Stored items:
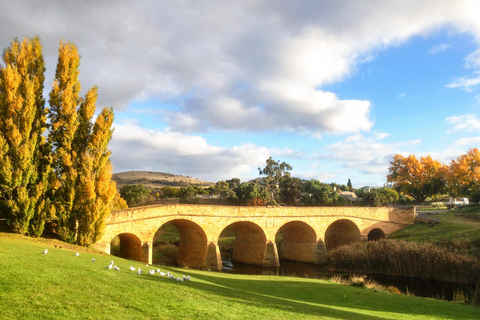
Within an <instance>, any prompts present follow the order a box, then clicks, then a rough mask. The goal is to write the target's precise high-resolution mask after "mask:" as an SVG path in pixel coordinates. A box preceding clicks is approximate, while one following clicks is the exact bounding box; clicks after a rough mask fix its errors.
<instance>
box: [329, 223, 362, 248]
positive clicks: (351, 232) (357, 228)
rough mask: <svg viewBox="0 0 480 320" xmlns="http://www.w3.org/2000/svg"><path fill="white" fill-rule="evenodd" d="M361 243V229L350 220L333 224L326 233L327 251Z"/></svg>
mask: <svg viewBox="0 0 480 320" xmlns="http://www.w3.org/2000/svg"><path fill="white" fill-rule="evenodd" d="M360 241H361V233H360V229H359V228H358V227H357V225H356V224H355V223H354V222H352V221H350V220H348V219H340V220H337V221H335V222H333V223H332V224H330V225H329V226H328V228H327V230H326V231H325V247H326V249H327V251H330V250H332V249H335V248H338V247H340V246H343V245H348V244H352V243H354V242H360Z"/></svg>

WORK TO BE COMPLETED:
Find the lines above holding the word "clicks" and show them.

SOLUTION TO THIS PROBLEM:
Within an <instance>, any prompts present follow the order a box, then clicks, then a rough mask. The goal is to write the target's precise high-resolution mask after "mask:" as an SVG path in pixel coordinates. A box preceding clicks is approximate, while one following clicks is the exact bounding box; clicks after a rough mask fix its errors.
positive clicks: (351, 232) (357, 228)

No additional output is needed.